EXERCISE OBJECTIVE: Once you find the line with "Target: man in black jacket" in the data that follows, repeat it and every line after it exactly, through the line with "-- sample [111,132].".

(Natural language region descriptions)
*** Block opens ***
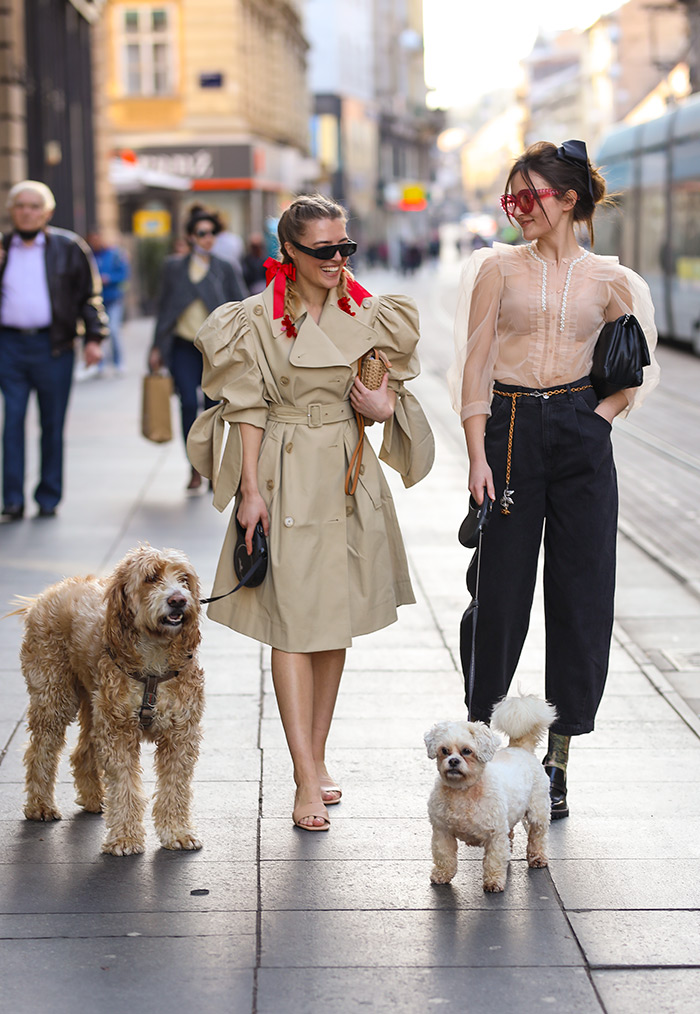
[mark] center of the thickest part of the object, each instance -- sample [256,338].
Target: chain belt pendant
[506,500]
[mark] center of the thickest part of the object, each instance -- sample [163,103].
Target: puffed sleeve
[629,293]
[408,444]
[470,378]
[231,376]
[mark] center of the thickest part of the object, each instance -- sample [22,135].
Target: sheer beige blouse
[525,320]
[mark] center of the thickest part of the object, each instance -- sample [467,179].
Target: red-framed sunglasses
[525,200]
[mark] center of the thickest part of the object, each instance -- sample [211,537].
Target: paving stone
[627,884]
[417,939]
[178,974]
[129,883]
[415,991]
[366,884]
[649,991]
[638,938]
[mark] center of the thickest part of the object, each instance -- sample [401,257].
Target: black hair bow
[574,152]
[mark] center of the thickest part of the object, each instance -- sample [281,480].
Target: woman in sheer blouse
[539,440]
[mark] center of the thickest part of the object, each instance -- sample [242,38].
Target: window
[147,51]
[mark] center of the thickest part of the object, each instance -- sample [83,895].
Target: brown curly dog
[121,654]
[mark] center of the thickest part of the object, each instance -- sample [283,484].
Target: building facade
[213,93]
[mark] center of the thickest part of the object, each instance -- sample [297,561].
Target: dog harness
[151,681]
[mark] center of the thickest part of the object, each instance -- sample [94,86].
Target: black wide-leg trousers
[563,480]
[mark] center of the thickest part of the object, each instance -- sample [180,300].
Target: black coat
[74,288]
[218,286]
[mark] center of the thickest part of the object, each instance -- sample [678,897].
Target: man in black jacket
[49,286]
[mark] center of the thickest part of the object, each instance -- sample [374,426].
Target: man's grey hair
[37,188]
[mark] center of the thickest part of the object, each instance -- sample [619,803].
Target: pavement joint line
[656,678]
[677,570]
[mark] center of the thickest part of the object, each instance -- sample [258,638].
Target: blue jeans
[186,367]
[26,364]
[115,312]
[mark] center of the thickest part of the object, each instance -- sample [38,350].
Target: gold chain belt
[507,499]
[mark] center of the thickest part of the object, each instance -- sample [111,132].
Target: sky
[473,47]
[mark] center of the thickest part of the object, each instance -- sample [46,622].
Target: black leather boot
[557,791]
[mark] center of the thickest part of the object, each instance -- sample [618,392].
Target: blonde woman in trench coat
[284,365]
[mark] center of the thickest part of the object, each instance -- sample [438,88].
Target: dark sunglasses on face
[525,200]
[328,252]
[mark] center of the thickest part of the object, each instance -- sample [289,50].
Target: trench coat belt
[312,415]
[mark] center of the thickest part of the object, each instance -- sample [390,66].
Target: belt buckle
[313,415]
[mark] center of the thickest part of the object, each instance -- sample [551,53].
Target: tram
[653,170]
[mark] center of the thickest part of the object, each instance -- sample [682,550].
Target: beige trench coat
[337,565]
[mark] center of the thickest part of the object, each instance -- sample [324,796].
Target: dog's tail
[23,603]
[525,719]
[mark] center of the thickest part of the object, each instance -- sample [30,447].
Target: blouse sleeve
[470,378]
[629,293]
[408,444]
[230,371]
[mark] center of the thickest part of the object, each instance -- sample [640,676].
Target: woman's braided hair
[292,224]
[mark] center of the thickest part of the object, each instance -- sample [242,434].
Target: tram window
[652,211]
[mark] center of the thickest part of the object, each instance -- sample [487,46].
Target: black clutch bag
[475,522]
[251,570]
[620,356]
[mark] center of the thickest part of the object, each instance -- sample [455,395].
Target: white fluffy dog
[481,794]
[121,655]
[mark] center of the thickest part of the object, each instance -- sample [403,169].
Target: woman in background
[192,287]
[539,440]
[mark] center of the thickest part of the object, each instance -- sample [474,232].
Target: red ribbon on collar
[280,272]
[356,291]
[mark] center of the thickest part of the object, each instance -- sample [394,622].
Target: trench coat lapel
[349,339]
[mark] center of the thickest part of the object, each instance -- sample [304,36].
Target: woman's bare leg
[306,686]
[328,669]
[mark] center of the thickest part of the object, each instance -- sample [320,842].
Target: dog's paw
[440,876]
[493,886]
[182,841]
[42,811]
[124,846]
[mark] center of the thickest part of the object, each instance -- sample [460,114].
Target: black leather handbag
[620,356]
[475,522]
[250,570]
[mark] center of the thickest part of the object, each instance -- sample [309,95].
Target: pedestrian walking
[539,440]
[192,287]
[284,364]
[114,273]
[49,283]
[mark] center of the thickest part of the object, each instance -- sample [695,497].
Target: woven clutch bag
[372,370]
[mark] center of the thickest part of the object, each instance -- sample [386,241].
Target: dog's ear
[485,741]
[432,739]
*** Block closes ***
TASK ANSWER:
Target: man in black jacket
[49,286]
[mark] center of the thickest part of the object, each instance -- sample [374,426].
Target: man's grey hair
[37,188]
[mark] center of the thickest part of the object, each instance -- sample [619,803].
Target: pavement joint line
[656,678]
[677,570]
[mark] center of the thickest part of the object, each instance -- sample [258,638].
Target: blue jeans
[186,367]
[26,364]
[115,312]
[mark] center of the thickest part of the object, each instance -- sample [38,350].
Target: gold chain belt
[507,499]
[mark] center of the thickest part of the object, each instance -- sample [111,132].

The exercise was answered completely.